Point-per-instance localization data
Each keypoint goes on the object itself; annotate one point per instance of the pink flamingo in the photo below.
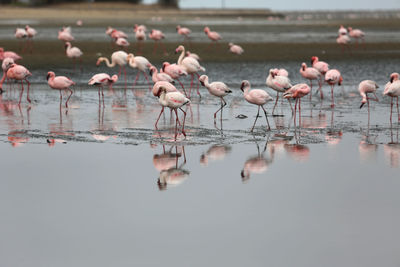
(74, 53)
(333, 77)
(193, 55)
(20, 34)
(140, 36)
(343, 41)
(185, 32)
(279, 83)
(367, 87)
(122, 42)
(60, 83)
(156, 76)
(119, 58)
(297, 92)
(175, 72)
(257, 97)
(218, 89)
(190, 65)
(392, 89)
(157, 36)
(213, 36)
(157, 91)
(175, 101)
(140, 63)
(65, 35)
(31, 32)
(102, 79)
(311, 73)
(19, 73)
(342, 30)
(10, 54)
(235, 49)
(356, 34)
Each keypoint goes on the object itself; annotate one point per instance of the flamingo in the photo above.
(218, 89)
(60, 83)
(156, 76)
(73, 52)
(175, 101)
(175, 71)
(119, 58)
(185, 32)
(279, 83)
(342, 30)
(140, 36)
(65, 35)
(122, 42)
(257, 97)
(20, 73)
(157, 36)
(193, 55)
(343, 41)
(190, 65)
(10, 54)
(297, 92)
(333, 77)
(235, 49)
(141, 63)
(31, 32)
(367, 87)
(356, 34)
(311, 73)
(102, 79)
(213, 36)
(392, 89)
(157, 91)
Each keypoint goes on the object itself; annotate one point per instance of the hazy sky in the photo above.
(292, 5)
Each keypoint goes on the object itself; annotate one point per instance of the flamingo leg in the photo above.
(22, 91)
(162, 110)
(266, 116)
(223, 104)
(183, 123)
(254, 124)
(27, 96)
(66, 103)
(276, 103)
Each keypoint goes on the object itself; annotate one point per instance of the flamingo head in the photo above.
(394, 77)
(202, 79)
(50, 74)
(245, 83)
(152, 69)
(114, 78)
(179, 49)
(313, 59)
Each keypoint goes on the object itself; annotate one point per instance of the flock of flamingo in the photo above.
(188, 64)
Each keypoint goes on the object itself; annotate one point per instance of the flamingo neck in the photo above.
(181, 56)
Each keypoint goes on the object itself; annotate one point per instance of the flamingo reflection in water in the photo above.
(214, 153)
(392, 149)
(256, 164)
(171, 174)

* _EXERCISE AIM_:
The copy you produce must hold all the records above exactly and none of their pictures.

* _TASK OUTPUT_:
Each keypoint goes on the object itself; annotate one point per instance of the pink flamingo in the photo below.
(74, 53)
(333, 77)
(193, 55)
(20, 34)
(140, 36)
(343, 41)
(185, 32)
(279, 83)
(367, 87)
(122, 42)
(60, 83)
(156, 76)
(119, 58)
(297, 92)
(175, 72)
(257, 97)
(218, 89)
(190, 65)
(392, 89)
(157, 36)
(213, 36)
(157, 91)
(175, 101)
(140, 63)
(65, 35)
(31, 32)
(102, 79)
(311, 73)
(19, 73)
(342, 30)
(10, 54)
(235, 49)
(356, 34)
Each keypoint goes on the object itself; annotate one point per instance of the flamingo in the photo above.
(218, 89)
(60, 83)
(156, 76)
(73, 52)
(175, 101)
(175, 71)
(119, 58)
(185, 32)
(279, 83)
(342, 30)
(140, 36)
(65, 35)
(122, 42)
(257, 97)
(20, 73)
(157, 36)
(193, 55)
(343, 41)
(190, 65)
(10, 54)
(297, 92)
(333, 77)
(235, 49)
(141, 63)
(31, 32)
(367, 87)
(356, 34)
(311, 73)
(102, 79)
(213, 36)
(392, 89)
(157, 91)
Each keypoint goes on the object itself; annotate one point per instance of the hazy sky in the photo above.
(292, 5)
Each keypoint goes on the object itself; annotate one point per instance of the flamingo leg in the photo above.
(22, 91)
(162, 110)
(266, 116)
(223, 104)
(183, 123)
(254, 124)
(27, 96)
(66, 103)
(276, 103)
Each keypoint goes on the object itself; annotate one point per instance of the flamingo head in the photo above.
(394, 77)
(202, 79)
(50, 74)
(245, 83)
(152, 69)
(114, 78)
(179, 49)
(313, 59)
Each keypoint goes on the object itself; annotate one point per instance of the flock of flamingo in the photo above.
(188, 64)
Each keypoint goes on the object itself; annotate one point per instance of the flamingo neck in the photo above.
(181, 56)
Each keypoint goes on the object itself; annotate one point per instance of the flamingo reflection in water in the photo above.
(214, 153)
(392, 149)
(256, 164)
(171, 174)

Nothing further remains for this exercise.